• STATED EXERCISE 1
Put the lines of the records from the one containing "Please segment every instance of the sidewalk" through the end of the records into a JSON list of strings, one string per line, leaving out blank lines.

• DOCUMENT SEGMENT
>>

Hi everyone,

So to start the story, I'm planning to make use of the nodes that were introduced for the SSE and AVX intrinstics as part of some vectorisation code, since they can help manage the code generation and contain some sanity checks.  I noticed though that some intrinsics are missing; for example, the VMASKMOV instructions, which were introduced with AVX and don't have a direct SSE equivalent (MASKMOVDQU and MASKMOVQ can only write to memory and work on integers rather than floating-point values, and mixing MM integer and floating-point instructions incur a CPU state switch penalty).

Instructions like VMASKMOV are very useful because it would allow vectorisation of 3-component arrays (e.g. Cartesean coordinates), so I plan to look at introducing nodes for these instructions. Would this be okay to do?

On another note, I'm wondering if the RTL could benefit from some initializers for the MM types for ease of use.  For example, one of the registers used in VMASKMOV is a mask, and for a programmer using intrinstics, being able to do something like "mmval := x86_vmaskmovps(Coord, [True, True, True, False]);" - granted I have to think about performance since all those Boolean consrants should ideally be merged into single 128-bit memory block (as FFFFFFFFFFFFFFFFFFFFFFFF00000000) that is loaded into an XMM register with VMOVPS.

<<

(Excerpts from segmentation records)

>>

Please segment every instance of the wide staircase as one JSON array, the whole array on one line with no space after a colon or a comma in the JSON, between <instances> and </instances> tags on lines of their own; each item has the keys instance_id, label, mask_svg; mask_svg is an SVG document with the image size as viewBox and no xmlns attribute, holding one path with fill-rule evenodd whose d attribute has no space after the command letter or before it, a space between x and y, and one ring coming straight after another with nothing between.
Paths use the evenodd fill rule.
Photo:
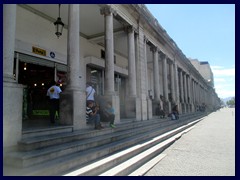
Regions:
<instances>
[{"instance_id":1,"label":"wide staircase","mask_svg":"<svg viewBox=\"0 0 240 180\"><path fill-rule=\"evenodd\" d=\"M5 153L4 176L142 175L144 164L161 152L206 113L180 115L179 120L125 120L116 128L25 137L18 150ZM142 168L142 169L141 169Z\"/></svg>"}]
</instances>

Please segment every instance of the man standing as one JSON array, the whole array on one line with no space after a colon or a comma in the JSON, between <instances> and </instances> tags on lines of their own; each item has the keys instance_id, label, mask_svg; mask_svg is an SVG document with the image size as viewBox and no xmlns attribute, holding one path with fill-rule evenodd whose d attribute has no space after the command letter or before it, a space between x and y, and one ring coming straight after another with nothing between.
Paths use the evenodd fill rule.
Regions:
<instances>
[{"instance_id":1,"label":"man standing","mask_svg":"<svg viewBox=\"0 0 240 180\"><path fill-rule=\"evenodd\" d=\"M95 102L95 98L94 98L94 96L95 96L95 93L96 93L96 91L95 91L95 89L92 87L92 84L91 83L87 83L87 88L86 88L86 100L87 100L87 102L88 101L91 101L91 102Z\"/></svg>"},{"instance_id":2,"label":"man standing","mask_svg":"<svg viewBox=\"0 0 240 180\"><path fill-rule=\"evenodd\" d=\"M47 91L47 96L49 96L50 99L50 121L52 124L55 123L55 114L59 113L59 94L61 92L62 90L57 86L57 83L52 81L51 87Z\"/></svg>"}]
</instances>

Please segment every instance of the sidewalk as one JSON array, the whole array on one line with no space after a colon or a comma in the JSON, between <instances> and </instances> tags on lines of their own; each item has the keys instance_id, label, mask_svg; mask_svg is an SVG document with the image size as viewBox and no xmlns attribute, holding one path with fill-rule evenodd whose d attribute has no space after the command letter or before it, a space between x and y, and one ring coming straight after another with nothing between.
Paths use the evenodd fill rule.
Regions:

<<

• STATED EXERCISE 2
Write what follows in the forum post about adding nodes for missing AVX intrinsics, continuing from where it stops.

• ANSWER 1
[
  "Please segment every instance of the sidewalk as one JSON array, the whole array on one line with no space after a colon or a comma in the JSON, between <instances> and </instances> tags on lines of their own; each item has the keys instance_id, label, mask_svg; mask_svg is an SVG document with the image size as viewBox and no xmlns attribute, holding one path with fill-rule evenodd whose d attribute has no space after the command letter or before it, a space between x and y, and one ring coming straight after another with nothing between.",
  "Paths use the evenodd fill rule.",
  "Regions:"
]

• ANSWER 2
What would you suggest? I'm just speaking a bit from experience in that using C++ intrinsics can get a little cumbersome sometimes and easy to get wrong (at least as far as performance and alignment are concerned, for example), and having the FPC ones be friendlier would make a world of difference.

I'm still working out quite a few things and experimenting a lot.  I'll be sure to be doing a lot of documentation.  However, any help or insight into the current design practices for intrinstics and their respective nodes will be greatly appreciated.

Gareth aka. Kit

P.S. Regarding vectorisation challenges, I'm looking at sequences like "V.X*V.X + V.Y*V.Y + V.Z*V.Z" (scalar length of a 3-dimensional vector), which I would love to be able to naturally compile into:

VMOVPS XMM1, Mask_1110
VMASKMOVPS XMM0, XMM1, V
VMULPS XMM0, XMM0, XMM0
VHADDPS XMM0, XMM0, XMM0
VHADDPS XMM0, XMM0, XMM0

And then maybe take it further to produce:

VMOVPS XMM1, Mask_1110
VMASKMOVPS XMM0, XMM1, V
VDPPS XMM0, XMM0, $71 { 01110001b }

(This could be an optimisation at the node level rather than a peephole optimisation, although if it doesn't know exactly what VMASKMOVPS is doing, then the immediate in (V)DPPS will be forced to be $FF)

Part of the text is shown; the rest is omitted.